━━━━━ RECORD LIST

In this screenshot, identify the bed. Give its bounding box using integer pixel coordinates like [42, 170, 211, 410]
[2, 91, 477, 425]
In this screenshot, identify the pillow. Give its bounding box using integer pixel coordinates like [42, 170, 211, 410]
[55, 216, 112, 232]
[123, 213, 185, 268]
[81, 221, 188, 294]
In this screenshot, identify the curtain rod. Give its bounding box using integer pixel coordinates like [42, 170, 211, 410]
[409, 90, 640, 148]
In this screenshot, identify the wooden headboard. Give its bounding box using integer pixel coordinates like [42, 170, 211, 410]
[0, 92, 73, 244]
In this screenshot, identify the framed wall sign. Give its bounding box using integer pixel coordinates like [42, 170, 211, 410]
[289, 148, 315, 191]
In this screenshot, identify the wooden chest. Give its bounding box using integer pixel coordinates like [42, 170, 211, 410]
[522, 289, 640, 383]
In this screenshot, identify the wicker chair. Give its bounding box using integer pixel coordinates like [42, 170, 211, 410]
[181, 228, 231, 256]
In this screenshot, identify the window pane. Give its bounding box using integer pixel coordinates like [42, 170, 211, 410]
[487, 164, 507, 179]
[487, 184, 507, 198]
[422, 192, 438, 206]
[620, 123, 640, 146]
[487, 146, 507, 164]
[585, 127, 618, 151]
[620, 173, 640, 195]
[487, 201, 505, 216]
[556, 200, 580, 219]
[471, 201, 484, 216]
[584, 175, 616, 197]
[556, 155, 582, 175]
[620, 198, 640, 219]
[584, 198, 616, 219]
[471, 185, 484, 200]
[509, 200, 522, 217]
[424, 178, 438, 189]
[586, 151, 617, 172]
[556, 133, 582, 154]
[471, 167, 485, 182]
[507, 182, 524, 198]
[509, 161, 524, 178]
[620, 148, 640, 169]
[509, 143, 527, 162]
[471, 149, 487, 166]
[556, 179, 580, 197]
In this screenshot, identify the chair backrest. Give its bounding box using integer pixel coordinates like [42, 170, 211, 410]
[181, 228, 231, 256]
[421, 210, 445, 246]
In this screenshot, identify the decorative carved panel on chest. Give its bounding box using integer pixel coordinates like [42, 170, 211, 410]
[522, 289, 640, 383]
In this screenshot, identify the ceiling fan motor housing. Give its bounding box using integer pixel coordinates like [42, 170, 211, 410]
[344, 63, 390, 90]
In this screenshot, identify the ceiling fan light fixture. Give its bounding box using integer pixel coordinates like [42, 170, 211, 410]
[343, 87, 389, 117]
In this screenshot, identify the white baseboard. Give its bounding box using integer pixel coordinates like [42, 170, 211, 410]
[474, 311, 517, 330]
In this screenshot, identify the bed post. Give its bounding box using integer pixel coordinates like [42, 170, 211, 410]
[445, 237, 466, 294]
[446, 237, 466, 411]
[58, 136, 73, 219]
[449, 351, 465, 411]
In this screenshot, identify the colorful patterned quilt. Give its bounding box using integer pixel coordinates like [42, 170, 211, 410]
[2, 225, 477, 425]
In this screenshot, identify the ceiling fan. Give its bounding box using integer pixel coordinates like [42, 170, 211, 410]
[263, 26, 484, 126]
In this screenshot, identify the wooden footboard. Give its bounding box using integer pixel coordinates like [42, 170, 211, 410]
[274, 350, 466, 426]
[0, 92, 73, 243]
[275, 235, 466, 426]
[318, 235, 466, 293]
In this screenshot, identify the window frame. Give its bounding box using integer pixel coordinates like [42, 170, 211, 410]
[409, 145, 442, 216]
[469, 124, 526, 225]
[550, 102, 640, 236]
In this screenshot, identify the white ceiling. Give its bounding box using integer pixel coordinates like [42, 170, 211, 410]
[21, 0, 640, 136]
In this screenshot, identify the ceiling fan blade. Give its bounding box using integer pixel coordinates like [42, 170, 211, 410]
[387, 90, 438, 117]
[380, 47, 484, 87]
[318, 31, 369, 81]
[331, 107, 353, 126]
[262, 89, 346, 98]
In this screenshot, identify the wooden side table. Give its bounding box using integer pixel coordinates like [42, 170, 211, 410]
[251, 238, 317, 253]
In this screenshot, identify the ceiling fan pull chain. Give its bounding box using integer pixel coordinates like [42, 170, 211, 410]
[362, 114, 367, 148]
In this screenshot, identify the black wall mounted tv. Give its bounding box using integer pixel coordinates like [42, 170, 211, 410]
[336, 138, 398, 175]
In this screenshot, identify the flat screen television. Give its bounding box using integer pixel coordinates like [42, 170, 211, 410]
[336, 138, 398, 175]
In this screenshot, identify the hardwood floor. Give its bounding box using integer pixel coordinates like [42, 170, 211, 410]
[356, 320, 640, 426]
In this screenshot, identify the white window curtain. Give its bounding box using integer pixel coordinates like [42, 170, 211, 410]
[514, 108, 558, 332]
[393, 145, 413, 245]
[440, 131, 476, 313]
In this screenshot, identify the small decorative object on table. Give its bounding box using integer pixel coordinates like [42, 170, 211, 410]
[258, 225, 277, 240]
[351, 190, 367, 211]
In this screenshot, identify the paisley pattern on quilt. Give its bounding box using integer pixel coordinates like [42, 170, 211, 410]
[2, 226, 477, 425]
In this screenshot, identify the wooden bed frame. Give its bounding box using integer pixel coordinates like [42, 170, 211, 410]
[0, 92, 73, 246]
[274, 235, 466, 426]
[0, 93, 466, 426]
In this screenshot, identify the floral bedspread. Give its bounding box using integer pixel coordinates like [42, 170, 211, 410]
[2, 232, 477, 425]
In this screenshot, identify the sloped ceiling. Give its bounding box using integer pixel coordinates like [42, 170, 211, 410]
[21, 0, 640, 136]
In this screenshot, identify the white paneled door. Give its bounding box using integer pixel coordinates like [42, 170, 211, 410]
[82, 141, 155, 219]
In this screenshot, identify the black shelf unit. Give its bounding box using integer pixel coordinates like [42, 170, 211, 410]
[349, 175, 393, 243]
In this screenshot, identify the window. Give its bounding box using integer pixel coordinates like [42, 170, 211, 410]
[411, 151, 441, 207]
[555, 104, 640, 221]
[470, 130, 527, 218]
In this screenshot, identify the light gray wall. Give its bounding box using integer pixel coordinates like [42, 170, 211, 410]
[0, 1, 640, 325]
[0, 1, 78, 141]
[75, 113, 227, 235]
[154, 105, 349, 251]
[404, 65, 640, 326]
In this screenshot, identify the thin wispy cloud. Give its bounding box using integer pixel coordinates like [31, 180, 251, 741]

━━━━━━━━━━

» EXERCISE PROMPT:
Gather every line of the data above that contains the word "table". Case counts.

» TASK ANSWER:
In this screenshot, identify the wooden side table. Give its bounding box using integer pixel coordinates like [42, 170, 211, 410]
In this screenshot, identify the small decorative object on table. Give its bounding box using integer pixel coordinates like [42, 170, 211, 410]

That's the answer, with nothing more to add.